### SOURCE EXTRACT:
On Sat, 19 Sep 2020 11:28:38 -0400
Matthew Rosato <[email protected]> wrote:

> Define a new configuration entry VFIO_PCI_ZDEV for VFIO/PCI.
>
> When this s390-only feature is configured we initialize a new device
> region, VFIO_REGION_SUBTYPE_IBM_ZPCI_CLP, to hold information provided
> by the underlying hardware.
>
> This patch is based on work previously done by Pierre Morel.
>
> Signed-off-by: Matthew Rosato <[email protected]>
> ---
> drivers/vfio/pci/Kconfig | 13 ++
> drivers/vfio/pci/Makefile | 1 +
> drivers/vfio/pci/vfio_pci.c | 8 ++
> drivers/vfio/pci/vfio_pci_private.h | 10 ++
> drivers/vfio/pci/vfio_pci_zdev.c | 242 ++++++++++++++++++++++++++++++++++++

Maybe you want to add yourself to MAINTAINERS for the zdev-specific
files? You're probably better suited to review changes to the
zpci-specific code :)

> 5 files changed, 274 insertions(+)
> create mode 100644 drivers/vfio/pci/vfio_pci_zdev.c

(...)

> +int vfio_pci_zdev_init(struct vfio_pci_device *vdev)
> +{
> + struct vfio_region_zpci_info *region;
> + struct zpci_dev *zdev;
> + size_t clp_offset;
> + int size;
> + int ret;
> +
> + if (!vdev->pdev->bus)
> + return -ENODEV;
> +
> + zdev = to_zpci(vdev->pdev);
> + if (!zdev)

### DATA ROWS:

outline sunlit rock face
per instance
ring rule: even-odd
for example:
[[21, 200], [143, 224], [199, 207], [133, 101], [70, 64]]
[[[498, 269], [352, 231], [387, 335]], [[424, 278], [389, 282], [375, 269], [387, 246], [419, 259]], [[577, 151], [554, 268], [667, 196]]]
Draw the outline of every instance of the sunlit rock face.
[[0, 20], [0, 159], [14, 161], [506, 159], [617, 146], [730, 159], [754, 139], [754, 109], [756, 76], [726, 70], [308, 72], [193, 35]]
==
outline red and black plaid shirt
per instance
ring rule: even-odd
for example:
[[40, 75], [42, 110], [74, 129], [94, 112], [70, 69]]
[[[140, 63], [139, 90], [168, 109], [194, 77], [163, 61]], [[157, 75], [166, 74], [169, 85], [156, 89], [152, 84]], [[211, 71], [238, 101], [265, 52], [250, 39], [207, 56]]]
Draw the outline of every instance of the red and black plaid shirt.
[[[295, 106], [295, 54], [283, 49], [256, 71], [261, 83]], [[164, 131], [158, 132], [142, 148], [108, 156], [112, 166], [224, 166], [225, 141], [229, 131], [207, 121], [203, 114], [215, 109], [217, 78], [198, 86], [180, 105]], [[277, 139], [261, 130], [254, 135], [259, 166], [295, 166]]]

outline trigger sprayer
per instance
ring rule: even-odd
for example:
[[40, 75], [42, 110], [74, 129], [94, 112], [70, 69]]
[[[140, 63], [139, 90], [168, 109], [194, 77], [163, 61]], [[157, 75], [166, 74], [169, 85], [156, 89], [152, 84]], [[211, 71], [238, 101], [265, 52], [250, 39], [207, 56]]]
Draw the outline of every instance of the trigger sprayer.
...
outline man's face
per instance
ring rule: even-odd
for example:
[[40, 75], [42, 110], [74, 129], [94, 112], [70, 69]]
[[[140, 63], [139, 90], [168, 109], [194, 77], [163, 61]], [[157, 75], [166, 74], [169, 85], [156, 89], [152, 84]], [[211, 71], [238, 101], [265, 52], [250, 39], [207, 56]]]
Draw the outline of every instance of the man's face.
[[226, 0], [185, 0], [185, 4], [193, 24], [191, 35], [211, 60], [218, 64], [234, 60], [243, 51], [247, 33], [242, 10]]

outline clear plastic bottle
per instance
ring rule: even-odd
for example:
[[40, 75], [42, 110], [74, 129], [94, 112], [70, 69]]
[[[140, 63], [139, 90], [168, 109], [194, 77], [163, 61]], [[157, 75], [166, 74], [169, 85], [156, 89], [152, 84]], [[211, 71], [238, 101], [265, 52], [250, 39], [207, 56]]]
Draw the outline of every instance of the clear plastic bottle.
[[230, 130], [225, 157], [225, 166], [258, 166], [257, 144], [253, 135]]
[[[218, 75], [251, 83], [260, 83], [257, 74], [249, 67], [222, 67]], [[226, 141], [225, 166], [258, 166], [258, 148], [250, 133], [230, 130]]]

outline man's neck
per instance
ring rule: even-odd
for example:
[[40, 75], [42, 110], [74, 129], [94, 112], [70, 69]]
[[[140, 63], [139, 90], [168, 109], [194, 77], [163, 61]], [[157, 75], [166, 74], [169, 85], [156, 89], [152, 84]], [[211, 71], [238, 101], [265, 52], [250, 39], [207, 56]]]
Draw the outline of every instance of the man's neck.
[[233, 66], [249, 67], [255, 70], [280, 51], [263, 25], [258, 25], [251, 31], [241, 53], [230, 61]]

### AIM 1:
Based on the patch discussion, answer yes or no for each statement and quote the words that decide it. (a) The new configuration entry is called VFIO_PCI_ZDEV. (b) The patch changes three files. (c) The patch builds on work previously done by Pierre Morel.
### AIM 2:
In the patch discussion, what is the name of the new device region that holds information provided by the underlying hardware?
### AIM 3:
Rewrite the patch discussion from "Maybe you want" up to and including "changed, 274 insertions(+)", changing "review" to "examine".
The material is not needed for any of this work.

### PROBLEM SOLUTION 1:
(a) Yes: "Define a new configuration entry VFIO_PCI_ZDEV for VFIO/PCI."
(b) No: "5 files changed, 274 insertions(+)"
(c) Yes: "This patch is based on work previously done by Pierre Morel."

### PROBLEM SOLUTION 2:
VFIO_REGION_SUBTYPE_IBM_ZPCI_CLP

### PROBLEM SOLUTION 3:
Maybe you want to add yourself to MAINTAINERS for the zdev-specific
files? You're probably better suited to examine changes to the
zpci-specific code :)

> 5 files changed, 274 insertions(+)